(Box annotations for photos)
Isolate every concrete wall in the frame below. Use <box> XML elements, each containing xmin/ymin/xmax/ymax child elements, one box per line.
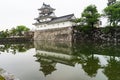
<box><xmin>34</xmin><ymin>26</ymin><xmax>72</xmax><ymax>41</ymax></box>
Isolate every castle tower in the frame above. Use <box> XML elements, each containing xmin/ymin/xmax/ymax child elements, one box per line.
<box><xmin>33</xmin><ymin>3</ymin><xmax>75</xmax><ymax>41</ymax></box>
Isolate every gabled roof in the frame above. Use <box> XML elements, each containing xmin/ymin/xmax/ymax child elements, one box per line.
<box><xmin>49</xmin><ymin>14</ymin><xmax>74</xmax><ymax>23</ymax></box>
<box><xmin>34</xmin><ymin>14</ymin><xmax>75</xmax><ymax>25</ymax></box>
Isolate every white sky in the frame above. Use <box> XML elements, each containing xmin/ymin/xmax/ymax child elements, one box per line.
<box><xmin>0</xmin><ymin>0</ymin><xmax>107</xmax><ymax>31</ymax></box>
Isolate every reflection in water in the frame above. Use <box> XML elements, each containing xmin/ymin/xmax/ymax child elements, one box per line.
<box><xmin>0</xmin><ymin>68</ymin><xmax>19</xmax><ymax>80</ymax></box>
<box><xmin>34</xmin><ymin>41</ymin><xmax>120</xmax><ymax>80</ymax></box>
<box><xmin>0</xmin><ymin>42</ymin><xmax>34</xmax><ymax>54</ymax></box>
<box><xmin>0</xmin><ymin>41</ymin><xmax>120</xmax><ymax>80</ymax></box>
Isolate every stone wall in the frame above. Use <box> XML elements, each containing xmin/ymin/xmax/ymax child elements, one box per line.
<box><xmin>34</xmin><ymin>27</ymin><xmax>72</xmax><ymax>41</ymax></box>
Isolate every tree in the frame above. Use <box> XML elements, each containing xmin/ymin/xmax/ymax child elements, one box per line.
<box><xmin>104</xmin><ymin>1</ymin><xmax>120</xmax><ymax>26</ymax></box>
<box><xmin>82</xmin><ymin>5</ymin><xmax>100</xmax><ymax>28</ymax></box>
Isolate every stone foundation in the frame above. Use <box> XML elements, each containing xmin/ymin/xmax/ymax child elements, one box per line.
<box><xmin>34</xmin><ymin>27</ymin><xmax>72</xmax><ymax>41</ymax></box>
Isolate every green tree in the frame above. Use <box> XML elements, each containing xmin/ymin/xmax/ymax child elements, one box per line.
<box><xmin>104</xmin><ymin>1</ymin><xmax>120</xmax><ymax>26</ymax></box>
<box><xmin>82</xmin><ymin>5</ymin><xmax>100</xmax><ymax>28</ymax></box>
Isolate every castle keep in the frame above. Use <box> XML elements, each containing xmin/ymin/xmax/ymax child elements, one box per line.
<box><xmin>33</xmin><ymin>3</ymin><xmax>75</xmax><ymax>41</ymax></box>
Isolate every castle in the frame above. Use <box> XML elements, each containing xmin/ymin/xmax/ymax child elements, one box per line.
<box><xmin>33</xmin><ymin>3</ymin><xmax>75</xmax><ymax>41</ymax></box>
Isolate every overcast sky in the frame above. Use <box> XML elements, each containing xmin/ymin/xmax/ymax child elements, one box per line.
<box><xmin>0</xmin><ymin>0</ymin><xmax>108</xmax><ymax>31</ymax></box>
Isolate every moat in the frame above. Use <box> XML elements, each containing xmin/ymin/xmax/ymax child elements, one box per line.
<box><xmin>0</xmin><ymin>41</ymin><xmax>120</xmax><ymax>80</ymax></box>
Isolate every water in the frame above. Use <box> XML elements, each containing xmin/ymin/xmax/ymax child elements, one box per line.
<box><xmin>0</xmin><ymin>41</ymin><xmax>120</xmax><ymax>80</ymax></box>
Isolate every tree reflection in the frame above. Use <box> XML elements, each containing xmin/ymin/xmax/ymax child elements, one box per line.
<box><xmin>103</xmin><ymin>57</ymin><xmax>120</xmax><ymax>80</ymax></box>
<box><xmin>35</xmin><ymin>42</ymin><xmax>120</xmax><ymax>80</ymax></box>
<box><xmin>82</xmin><ymin>55</ymin><xmax>100</xmax><ymax>77</ymax></box>
<box><xmin>35</xmin><ymin>55</ymin><xmax>56</xmax><ymax>76</ymax></box>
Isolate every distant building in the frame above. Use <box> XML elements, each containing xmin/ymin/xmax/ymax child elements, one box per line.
<box><xmin>33</xmin><ymin>3</ymin><xmax>75</xmax><ymax>30</ymax></box>
<box><xmin>33</xmin><ymin>3</ymin><xmax>75</xmax><ymax>41</ymax></box>
<box><xmin>108</xmin><ymin>0</ymin><xmax>116</xmax><ymax>6</ymax></box>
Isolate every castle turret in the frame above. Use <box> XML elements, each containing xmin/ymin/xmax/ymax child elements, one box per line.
<box><xmin>35</xmin><ymin>3</ymin><xmax>56</xmax><ymax>23</ymax></box>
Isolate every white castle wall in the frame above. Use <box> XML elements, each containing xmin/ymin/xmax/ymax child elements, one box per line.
<box><xmin>36</xmin><ymin>21</ymin><xmax>75</xmax><ymax>30</ymax></box>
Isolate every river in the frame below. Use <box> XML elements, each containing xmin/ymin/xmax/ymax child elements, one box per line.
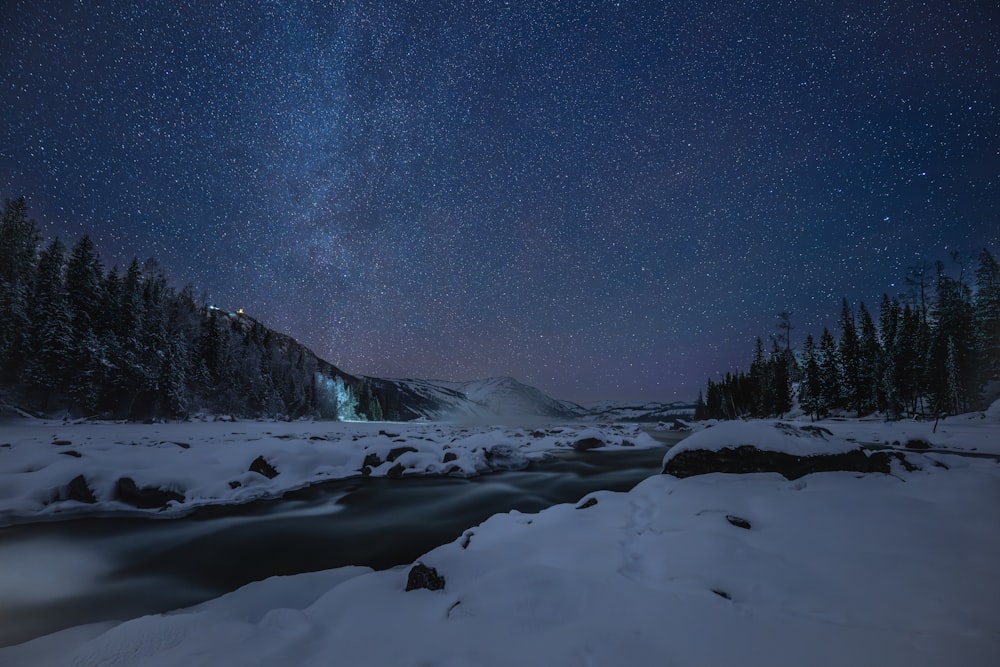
<box><xmin>0</xmin><ymin>431</ymin><xmax>683</xmax><ymax>646</ymax></box>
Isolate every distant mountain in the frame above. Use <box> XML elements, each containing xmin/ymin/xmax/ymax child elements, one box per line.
<box><xmin>365</xmin><ymin>377</ymin><xmax>589</xmax><ymax>422</ymax></box>
<box><xmin>584</xmin><ymin>401</ymin><xmax>694</xmax><ymax>422</ymax></box>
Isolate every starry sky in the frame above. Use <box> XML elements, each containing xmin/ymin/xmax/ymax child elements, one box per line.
<box><xmin>0</xmin><ymin>0</ymin><xmax>1000</xmax><ymax>401</ymax></box>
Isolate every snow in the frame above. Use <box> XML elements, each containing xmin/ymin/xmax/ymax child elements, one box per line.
<box><xmin>663</xmin><ymin>421</ymin><xmax>858</xmax><ymax>464</ymax></box>
<box><xmin>0</xmin><ymin>415</ymin><xmax>1000</xmax><ymax>667</ymax></box>
<box><xmin>0</xmin><ymin>419</ymin><xmax>657</xmax><ymax>526</ymax></box>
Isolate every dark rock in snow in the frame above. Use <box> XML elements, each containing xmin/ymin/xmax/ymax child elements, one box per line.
<box><xmin>250</xmin><ymin>456</ymin><xmax>278</xmax><ymax>479</ymax></box>
<box><xmin>663</xmin><ymin>445</ymin><xmax>891</xmax><ymax>479</ymax></box>
<box><xmin>385</xmin><ymin>446</ymin><xmax>417</xmax><ymax>463</ymax></box>
<box><xmin>406</xmin><ymin>563</ymin><xmax>444</xmax><ymax>591</ymax></box>
<box><xmin>573</xmin><ymin>438</ymin><xmax>604</xmax><ymax>452</ymax></box>
<box><xmin>115</xmin><ymin>477</ymin><xmax>184</xmax><ymax>509</ymax></box>
<box><xmin>66</xmin><ymin>475</ymin><xmax>97</xmax><ymax>505</ymax></box>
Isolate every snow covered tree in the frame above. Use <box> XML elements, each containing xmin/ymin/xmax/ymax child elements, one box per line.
<box><xmin>0</xmin><ymin>197</ymin><xmax>40</xmax><ymax>380</ymax></box>
<box><xmin>837</xmin><ymin>298</ymin><xmax>864</xmax><ymax>415</ymax></box>
<box><xmin>66</xmin><ymin>236</ymin><xmax>105</xmax><ymax>414</ymax></box>
<box><xmin>878</xmin><ymin>294</ymin><xmax>901</xmax><ymax>419</ymax></box>
<box><xmin>857</xmin><ymin>301</ymin><xmax>884</xmax><ymax>416</ymax></box>
<box><xmin>928</xmin><ymin>262</ymin><xmax>978</xmax><ymax>415</ymax></box>
<box><xmin>973</xmin><ymin>248</ymin><xmax>1000</xmax><ymax>381</ymax></box>
<box><xmin>819</xmin><ymin>327</ymin><xmax>841</xmax><ymax>410</ymax></box>
<box><xmin>22</xmin><ymin>239</ymin><xmax>73</xmax><ymax>408</ymax></box>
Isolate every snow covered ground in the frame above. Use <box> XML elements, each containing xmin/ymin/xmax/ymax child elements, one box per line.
<box><xmin>0</xmin><ymin>419</ymin><xmax>657</xmax><ymax>526</ymax></box>
<box><xmin>0</xmin><ymin>412</ymin><xmax>1000</xmax><ymax>667</ymax></box>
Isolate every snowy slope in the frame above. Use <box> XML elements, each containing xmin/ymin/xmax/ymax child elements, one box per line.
<box><xmin>0</xmin><ymin>417</ymin><xmax>1000</xmax><ymax>667</ymax></box>
<box><xmin>583</xmin><ymin>401</ymin><xmax>694</xmax><ymax>422</ymax></box>
<box><xmin>381</xmin><ymin>377</ymin><xmax>587</xmax><ymax>423</ymax></box>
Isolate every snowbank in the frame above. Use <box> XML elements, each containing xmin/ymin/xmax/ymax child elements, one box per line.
<box><xmin>0</xmin><ymin>420</ymin><xmax>658</xmax><ymax>525</ymax></box>
<box><xmin>0</xmin><ymin>425</ymin><xmax>1000</xmax><ymax>667</ymax></box>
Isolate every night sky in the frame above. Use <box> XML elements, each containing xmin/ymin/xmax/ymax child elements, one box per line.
<box><xmin>0</xmin><ymin>0</ymin><xmax>1000</xmax><ymax>401</ymax></box>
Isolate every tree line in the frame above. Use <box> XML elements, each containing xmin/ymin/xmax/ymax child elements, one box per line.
<box><xmin>695</xmin><ymin>248</ymin><xmax>1000</xmax><ymax>419</ymax></box>
<box><xmin>0</xmin><ymin>197</ymin><xmax>402</xmax><ymax>419</ymax></box>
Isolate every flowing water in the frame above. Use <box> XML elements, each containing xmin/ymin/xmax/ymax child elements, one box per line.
<box><xmin>0</xmin><ymin>432</ymin><xmax>682</xmax><ymax>646</ymax></box>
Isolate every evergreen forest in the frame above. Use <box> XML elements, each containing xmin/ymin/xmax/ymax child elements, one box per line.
<box><xmin>0</xmin><ymin>197</ymin><xmax>401</xmax><ymax>420</ymax></box>
<box><xmin>695</xmin><ymin>249</ymin><xmax>1000</xmax><ymax>419</ymax></box>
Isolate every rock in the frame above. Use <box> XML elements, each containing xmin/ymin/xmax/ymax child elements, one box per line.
<box><xmin>799</xmin><ymin>424</ymin><xmax>833</xmax><ymax>440</ymax></box>
<box><xmin>66</xmin><ymin>475</ymin><xmax>97</xmax><ymax>505</ymax></box>
<box><xmin>385</xmin><ymin>446</ymin><xmax>417</xmax><ymax>463</ymax></box>
<box><xmin>250</xmin><ymin>456</ymin><xmax>278</xmax><ymax>479</ymax></box>
<box><xmin>573</xmin><ymin>438</ymin><xmax>604</xmax><ymax>452</ymax></box>
<box><xmin>663</xmin><ymin>445</ymin><xmax>891</xmax><ymax>479</ymax></box>
<box><xmin>406</xmin><ymin>563</ymin><xmax>444</xmax><ymax>591</ymax></box>
<box><xmin>115</xmin><ymin>477</ymin><xmax>184</xmax><ymax>509</ymax></box>
<box><xmin>483</xmin><ymin>445</ymin><xmax>531</xmax><ymax>470</ymax></box>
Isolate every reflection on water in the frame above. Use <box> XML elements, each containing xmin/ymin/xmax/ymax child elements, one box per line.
<box><xmin>0</xmin><ymin>434</ymin><xmax>680</xmax><ymax>646</ymax></box>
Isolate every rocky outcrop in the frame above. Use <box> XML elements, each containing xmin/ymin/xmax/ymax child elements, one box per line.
<box><xmin>663</xmin><ymin>445</ymin><xmax>902</xmax><ymax>479</ymax></box>
<box><xmin>250</xmin><ymin>456</ymin><xmax>278</xmax><ymax>479</ymax></box>
<box><xmin>66</xmin><ymin>475</ymin><xmax>97</xmax><ymax>505</ymax></box>
<box><xmin>385</xmin><ymin>445</ymin><xmax>417</xmax><ymax>463</ymax></box>
<box><xmin>115</xmin><ymin>477</ymin><xmax>184</xmax><ymax>509</ymax></box>
<box><xmin>573</xmin><ymin>438</ymin><xmax>604</xmax><ymax>452</ymax></box>
<box><xmin>406</xmin><ymin>563</ymin><xmax>444</xmax><ymax>591</ymax></box>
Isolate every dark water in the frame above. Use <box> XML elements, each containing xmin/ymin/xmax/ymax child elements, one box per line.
<box><xmin>0</xmin><ymin>433</ymin><xmax>680</xmax><ymax>646</ymax></box>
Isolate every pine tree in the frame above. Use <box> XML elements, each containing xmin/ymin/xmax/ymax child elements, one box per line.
<box><xmin>858</xmin><ymin>301</ymin><xmax>885</xmax><ymax>416</ymax></box>
<box><xmin>0</xmin><ymin>197</ymin><xmax>40</xmax><ymax>380</ymax></box>
<box><xmin>878</xmin><ymin>294</ymin><xmax>901</xmax><ymax>419</ymax></box>
<box><xmin>800</xmin><ymin>334</ymin><xmax>826</xmax><ymax>421</ymax></box>
<box><xmin>767</xmin><ymin>341</ymin><xmax>792</xmax><ymax>417</ymax></box>
<box><xmin>66</xmin><ymin>236</ymin><xmax>106</xmax><ymax>414</ymax></box>
<box><xmin>973</xmin><ymin>248</ymin><xmax>1000</xmax><ymax>381</ymax></box>
<box><xmin>819</xmin><ymin>327</ymin><xmax>842</xmax><ymax>411</ymax></box>
<box><xmin>838</xmin><ymin>298</ymin><xmax>864</xmax><ymax>415</ymax></box>
<box><xmin>22</xmin><ymin>239</ymin><xmax>73</xmax><ymax>409</ymax></box>
<box><xmin>928</xmin><ymin>262</ymin><xmax>978</xmax><ymax>415</ymax></box>
<box><xmin>694</xmin><ymin>388</ymin><xmax>712</xmax><ymax>421</ymax></box>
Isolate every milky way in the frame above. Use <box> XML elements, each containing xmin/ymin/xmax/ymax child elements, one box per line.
<box><xmin>0</xmin><ymin>0</ymin><xmax>1000</xmax><ymax>400</ymax></box>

Stated exercise: Pull out each line of the listing above that contains the string "covered". Treat uppercase and lowercase as different.

Completed task:
Isolate every snow covered tree in the frame above. Use <box> XML elements, each containing xmin/ymin/xmax/ymax child elements, one box per line.
Isolate every snow covered ground in the frame above. Use <box> XML elements, each containing xmin/ymin/xmax/ymax child elements, one box per line.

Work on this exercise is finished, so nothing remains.